■ Data to process ■

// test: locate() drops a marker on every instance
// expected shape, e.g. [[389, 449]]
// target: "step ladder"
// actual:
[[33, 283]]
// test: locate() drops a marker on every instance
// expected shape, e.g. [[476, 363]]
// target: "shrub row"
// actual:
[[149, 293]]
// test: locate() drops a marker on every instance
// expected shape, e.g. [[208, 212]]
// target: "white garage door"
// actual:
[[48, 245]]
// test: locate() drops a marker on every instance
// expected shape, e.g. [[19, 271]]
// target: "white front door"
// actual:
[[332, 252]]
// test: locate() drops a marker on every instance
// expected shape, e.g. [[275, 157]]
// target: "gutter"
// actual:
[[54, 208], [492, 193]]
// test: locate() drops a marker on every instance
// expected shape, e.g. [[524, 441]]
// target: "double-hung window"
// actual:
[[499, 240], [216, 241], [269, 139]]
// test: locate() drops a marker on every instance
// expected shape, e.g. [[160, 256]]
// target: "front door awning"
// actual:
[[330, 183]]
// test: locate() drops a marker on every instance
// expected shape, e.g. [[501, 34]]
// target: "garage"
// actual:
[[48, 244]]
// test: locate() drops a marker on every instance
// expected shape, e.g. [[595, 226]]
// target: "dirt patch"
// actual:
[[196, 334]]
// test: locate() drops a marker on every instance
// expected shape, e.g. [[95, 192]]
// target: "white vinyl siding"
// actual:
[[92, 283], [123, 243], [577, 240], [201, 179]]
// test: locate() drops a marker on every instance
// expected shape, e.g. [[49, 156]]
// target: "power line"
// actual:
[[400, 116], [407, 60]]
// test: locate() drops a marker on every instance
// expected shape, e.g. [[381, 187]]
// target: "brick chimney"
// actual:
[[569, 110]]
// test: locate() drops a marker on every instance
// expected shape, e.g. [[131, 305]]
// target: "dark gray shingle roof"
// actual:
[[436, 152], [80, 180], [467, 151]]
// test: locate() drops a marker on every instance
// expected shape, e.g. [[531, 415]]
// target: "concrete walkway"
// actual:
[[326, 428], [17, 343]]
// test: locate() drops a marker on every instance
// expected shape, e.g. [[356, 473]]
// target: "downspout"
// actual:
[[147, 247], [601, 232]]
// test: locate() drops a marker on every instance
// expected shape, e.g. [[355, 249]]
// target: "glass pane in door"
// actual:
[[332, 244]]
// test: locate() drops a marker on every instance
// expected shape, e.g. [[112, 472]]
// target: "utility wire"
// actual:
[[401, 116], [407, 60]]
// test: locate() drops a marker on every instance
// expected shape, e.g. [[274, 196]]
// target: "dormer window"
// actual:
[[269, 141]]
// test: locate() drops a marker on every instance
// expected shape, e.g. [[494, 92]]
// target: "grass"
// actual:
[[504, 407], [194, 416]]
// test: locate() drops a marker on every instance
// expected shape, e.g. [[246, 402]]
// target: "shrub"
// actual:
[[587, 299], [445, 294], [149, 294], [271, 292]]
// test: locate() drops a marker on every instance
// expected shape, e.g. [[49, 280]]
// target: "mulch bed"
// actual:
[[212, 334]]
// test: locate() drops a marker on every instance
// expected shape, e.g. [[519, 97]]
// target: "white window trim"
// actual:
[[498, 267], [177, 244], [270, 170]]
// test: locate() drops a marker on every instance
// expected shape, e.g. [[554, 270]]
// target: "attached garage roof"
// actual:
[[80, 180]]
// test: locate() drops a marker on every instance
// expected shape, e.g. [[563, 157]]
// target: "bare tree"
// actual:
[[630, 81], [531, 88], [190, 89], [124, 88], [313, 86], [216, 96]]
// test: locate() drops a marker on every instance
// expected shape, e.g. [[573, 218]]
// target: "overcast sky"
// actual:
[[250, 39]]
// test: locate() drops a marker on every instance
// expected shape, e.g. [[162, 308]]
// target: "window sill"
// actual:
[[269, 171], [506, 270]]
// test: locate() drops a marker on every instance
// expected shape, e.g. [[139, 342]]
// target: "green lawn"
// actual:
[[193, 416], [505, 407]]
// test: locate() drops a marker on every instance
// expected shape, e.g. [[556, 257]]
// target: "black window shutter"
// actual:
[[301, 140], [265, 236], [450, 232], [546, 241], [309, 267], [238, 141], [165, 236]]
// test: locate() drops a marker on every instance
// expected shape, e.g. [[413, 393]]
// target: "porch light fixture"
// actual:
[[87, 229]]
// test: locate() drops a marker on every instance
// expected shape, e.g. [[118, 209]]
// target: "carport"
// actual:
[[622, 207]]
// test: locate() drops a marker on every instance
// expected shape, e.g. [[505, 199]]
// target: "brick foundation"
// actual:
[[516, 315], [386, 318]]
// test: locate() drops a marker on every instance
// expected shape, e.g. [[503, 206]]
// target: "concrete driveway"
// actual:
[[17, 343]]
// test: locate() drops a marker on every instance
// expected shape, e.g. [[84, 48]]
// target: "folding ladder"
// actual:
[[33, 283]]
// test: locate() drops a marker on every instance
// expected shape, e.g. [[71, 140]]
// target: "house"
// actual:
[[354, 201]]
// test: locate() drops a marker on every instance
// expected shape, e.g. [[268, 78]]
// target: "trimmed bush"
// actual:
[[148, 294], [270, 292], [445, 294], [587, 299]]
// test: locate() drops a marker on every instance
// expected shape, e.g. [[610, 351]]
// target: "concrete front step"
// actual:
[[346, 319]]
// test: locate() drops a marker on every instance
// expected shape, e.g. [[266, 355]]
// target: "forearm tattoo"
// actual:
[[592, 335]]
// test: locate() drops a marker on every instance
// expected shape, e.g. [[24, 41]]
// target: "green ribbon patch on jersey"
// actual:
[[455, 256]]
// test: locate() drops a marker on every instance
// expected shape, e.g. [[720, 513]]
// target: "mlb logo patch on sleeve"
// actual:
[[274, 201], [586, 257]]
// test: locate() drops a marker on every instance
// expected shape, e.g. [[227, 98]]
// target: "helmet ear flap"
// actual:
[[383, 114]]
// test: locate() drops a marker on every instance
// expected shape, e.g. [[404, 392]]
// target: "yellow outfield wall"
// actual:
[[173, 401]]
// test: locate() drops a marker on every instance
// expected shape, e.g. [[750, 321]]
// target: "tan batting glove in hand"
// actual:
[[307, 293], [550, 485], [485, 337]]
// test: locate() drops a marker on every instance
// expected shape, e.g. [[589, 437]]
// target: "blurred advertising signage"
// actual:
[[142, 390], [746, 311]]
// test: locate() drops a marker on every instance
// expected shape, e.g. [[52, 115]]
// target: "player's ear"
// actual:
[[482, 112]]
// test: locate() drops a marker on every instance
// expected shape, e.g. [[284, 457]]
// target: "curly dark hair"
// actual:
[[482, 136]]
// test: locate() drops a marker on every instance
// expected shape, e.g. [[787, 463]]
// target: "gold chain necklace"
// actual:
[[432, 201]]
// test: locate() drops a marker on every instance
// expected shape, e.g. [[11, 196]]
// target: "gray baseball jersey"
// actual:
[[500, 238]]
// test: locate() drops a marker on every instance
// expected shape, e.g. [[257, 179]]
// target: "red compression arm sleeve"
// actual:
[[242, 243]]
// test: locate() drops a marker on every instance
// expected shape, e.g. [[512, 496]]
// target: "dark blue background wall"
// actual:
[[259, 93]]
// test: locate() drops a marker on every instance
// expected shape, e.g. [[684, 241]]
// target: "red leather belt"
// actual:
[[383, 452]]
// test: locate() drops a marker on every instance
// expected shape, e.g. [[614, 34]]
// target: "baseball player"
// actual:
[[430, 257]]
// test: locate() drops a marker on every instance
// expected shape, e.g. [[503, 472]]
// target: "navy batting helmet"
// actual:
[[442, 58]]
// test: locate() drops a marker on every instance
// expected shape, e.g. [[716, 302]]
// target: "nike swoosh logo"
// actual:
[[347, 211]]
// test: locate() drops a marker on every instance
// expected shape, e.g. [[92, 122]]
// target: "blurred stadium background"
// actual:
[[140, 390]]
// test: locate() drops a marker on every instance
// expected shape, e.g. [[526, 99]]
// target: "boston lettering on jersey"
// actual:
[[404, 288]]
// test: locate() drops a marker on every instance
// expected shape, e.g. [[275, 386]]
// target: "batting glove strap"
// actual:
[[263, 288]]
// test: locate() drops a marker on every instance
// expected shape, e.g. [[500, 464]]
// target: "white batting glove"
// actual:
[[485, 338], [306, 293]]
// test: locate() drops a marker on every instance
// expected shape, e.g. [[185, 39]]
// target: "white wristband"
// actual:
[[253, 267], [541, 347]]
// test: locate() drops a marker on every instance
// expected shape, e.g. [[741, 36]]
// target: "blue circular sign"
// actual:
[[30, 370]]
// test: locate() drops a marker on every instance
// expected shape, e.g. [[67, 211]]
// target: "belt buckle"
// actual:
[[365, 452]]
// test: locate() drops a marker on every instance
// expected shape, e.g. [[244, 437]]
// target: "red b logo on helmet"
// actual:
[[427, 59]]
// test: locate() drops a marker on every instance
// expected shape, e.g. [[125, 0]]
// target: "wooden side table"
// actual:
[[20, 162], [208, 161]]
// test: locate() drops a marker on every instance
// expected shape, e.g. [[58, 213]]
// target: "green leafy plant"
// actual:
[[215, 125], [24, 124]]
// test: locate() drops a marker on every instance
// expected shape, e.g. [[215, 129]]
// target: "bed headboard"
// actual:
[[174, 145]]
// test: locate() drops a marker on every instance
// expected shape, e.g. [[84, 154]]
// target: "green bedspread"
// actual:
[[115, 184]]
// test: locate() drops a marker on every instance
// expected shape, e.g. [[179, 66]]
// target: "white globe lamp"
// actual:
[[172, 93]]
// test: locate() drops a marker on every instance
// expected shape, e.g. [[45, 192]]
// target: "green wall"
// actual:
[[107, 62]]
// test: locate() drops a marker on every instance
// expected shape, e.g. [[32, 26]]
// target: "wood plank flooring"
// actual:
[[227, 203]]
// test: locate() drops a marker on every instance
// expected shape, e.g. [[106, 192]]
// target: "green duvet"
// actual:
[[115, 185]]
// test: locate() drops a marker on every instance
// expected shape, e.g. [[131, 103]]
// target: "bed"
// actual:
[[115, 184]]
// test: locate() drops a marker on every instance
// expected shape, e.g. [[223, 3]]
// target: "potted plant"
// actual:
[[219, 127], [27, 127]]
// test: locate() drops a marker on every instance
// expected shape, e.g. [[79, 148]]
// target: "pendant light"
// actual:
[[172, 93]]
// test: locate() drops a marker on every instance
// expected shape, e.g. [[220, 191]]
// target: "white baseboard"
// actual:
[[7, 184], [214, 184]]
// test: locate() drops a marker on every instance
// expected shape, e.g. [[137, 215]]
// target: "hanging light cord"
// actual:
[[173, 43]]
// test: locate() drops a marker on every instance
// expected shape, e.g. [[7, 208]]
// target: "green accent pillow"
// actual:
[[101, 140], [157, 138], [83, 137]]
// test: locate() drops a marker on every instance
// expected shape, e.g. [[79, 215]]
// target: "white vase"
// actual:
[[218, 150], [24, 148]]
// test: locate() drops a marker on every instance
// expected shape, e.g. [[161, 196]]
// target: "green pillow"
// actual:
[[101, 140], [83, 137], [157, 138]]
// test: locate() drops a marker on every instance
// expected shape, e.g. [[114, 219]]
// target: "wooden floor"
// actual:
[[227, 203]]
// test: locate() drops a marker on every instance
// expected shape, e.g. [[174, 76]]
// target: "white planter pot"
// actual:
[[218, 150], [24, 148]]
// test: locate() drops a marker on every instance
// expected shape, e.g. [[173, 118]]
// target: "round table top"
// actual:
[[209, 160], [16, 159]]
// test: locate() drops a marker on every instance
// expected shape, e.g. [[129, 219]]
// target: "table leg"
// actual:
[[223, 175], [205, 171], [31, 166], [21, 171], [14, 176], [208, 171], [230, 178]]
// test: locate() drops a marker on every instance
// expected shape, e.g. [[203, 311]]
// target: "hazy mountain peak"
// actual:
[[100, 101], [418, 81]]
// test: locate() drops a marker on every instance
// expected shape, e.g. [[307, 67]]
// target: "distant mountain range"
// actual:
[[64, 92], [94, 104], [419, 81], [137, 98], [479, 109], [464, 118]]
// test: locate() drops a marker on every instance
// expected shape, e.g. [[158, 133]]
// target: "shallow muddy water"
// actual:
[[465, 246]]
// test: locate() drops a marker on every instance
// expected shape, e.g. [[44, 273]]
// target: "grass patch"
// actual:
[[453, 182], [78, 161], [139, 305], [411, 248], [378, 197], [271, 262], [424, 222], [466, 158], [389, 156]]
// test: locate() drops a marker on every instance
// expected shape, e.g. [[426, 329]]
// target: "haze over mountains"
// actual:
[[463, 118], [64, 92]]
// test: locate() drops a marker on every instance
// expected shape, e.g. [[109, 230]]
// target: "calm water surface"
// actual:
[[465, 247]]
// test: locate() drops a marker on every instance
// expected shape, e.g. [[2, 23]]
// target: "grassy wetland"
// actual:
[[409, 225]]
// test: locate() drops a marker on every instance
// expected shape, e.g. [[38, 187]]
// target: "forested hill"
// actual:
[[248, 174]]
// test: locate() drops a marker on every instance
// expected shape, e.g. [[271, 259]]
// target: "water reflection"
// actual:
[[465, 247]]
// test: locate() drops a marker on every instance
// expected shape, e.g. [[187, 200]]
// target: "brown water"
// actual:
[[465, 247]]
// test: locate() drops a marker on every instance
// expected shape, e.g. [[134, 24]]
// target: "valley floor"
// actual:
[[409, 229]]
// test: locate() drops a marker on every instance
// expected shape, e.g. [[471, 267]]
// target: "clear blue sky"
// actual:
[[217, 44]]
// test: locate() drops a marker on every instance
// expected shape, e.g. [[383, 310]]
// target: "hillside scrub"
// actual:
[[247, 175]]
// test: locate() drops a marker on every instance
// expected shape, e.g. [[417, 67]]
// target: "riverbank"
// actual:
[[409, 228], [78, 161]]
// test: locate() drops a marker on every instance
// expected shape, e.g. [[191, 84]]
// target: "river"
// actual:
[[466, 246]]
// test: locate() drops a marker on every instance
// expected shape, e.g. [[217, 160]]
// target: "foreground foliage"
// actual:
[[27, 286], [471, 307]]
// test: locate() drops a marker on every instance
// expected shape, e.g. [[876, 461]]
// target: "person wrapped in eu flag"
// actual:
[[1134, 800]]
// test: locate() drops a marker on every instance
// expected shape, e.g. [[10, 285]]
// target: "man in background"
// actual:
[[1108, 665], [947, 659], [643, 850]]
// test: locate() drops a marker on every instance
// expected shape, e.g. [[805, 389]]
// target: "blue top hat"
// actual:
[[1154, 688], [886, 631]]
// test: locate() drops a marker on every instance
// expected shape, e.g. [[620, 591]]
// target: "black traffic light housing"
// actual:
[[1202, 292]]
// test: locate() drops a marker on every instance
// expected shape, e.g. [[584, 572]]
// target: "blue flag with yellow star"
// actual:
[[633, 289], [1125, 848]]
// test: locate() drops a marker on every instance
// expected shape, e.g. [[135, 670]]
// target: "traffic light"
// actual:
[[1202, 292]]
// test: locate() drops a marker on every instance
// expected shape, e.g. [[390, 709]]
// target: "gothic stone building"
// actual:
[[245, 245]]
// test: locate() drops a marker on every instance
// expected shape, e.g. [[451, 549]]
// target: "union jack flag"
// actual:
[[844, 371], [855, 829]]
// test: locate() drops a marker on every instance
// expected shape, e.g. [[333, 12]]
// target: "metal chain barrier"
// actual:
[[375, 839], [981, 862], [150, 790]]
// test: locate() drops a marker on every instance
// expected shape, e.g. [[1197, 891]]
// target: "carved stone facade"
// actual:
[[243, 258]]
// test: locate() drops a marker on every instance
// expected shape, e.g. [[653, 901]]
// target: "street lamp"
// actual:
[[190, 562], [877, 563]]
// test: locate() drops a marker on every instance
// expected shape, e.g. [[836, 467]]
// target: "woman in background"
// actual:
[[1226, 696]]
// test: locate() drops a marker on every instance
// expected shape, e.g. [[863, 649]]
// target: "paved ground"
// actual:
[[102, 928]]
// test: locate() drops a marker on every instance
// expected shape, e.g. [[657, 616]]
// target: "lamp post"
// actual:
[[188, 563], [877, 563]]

■ Task description ■
Starting at the first line of the items and ending at the line that contains "[[92, 283], [123, 243], [577, 240], [201, 179]]", write those lines out again with "marker" switched to "pin" wherever it occurs, changing nothing else.

■ Solved problem ■
// test: locate() drops a pin on every instance
// expected shape, e.g. [[389, 449]]
// target: "step ladder"
// actual:
[[33, 283]]
// test: locate() drops a pin on every instance
// expected shape, e.g. [[476, 363]]
// target: "shrub row"
// actual:
[[149, 293]]
// test: locate() drops a pin on every instance
// expected shape, e.g. [[208, 212]]
// target: "white garage door"
// actual:
[[48, 245]]
// test: locate() drops a pin on every instance
// expected shape, e.g. [[19, 271]]
// target: "white front door"
// actual:
[[332, 252]]
// test: locate() drops a pin on every instance
// expected shape, e.g. [[275, 157]]
// target: "gutter"
// actual:
[[54, 208], [492, 193]]
// test: locate() drops a pin on every instance
// expected shape, e.g. [[524, 441]]
// target: "double-hung window"
// actual:
[[499, 240], [216, 241], [269, 139]]
// test: locate() drops a pin on every instance
// expected shape, e.g. [[160, 256]]
// target: "front door awning"
// actual:
[[330, 183]]
// test: locate() drops a pin on every instance
// expected shape, e.g. [[501, 34]]
// target: "garage"
// actual:
[[48, 244]]
// test: locate() drops a pin on every instance
// expected shape, e.g. [[595, 226]]
// target: "dirt patch"
// actual:
[[196, 334]]
// test: locate() drops a pin on every instance
// expected shape, e.g. [[95, 192]]
// target: "white vinyl siding"
// actual:
[[92, 283], [123, 243], [577, 240], [201, 179]]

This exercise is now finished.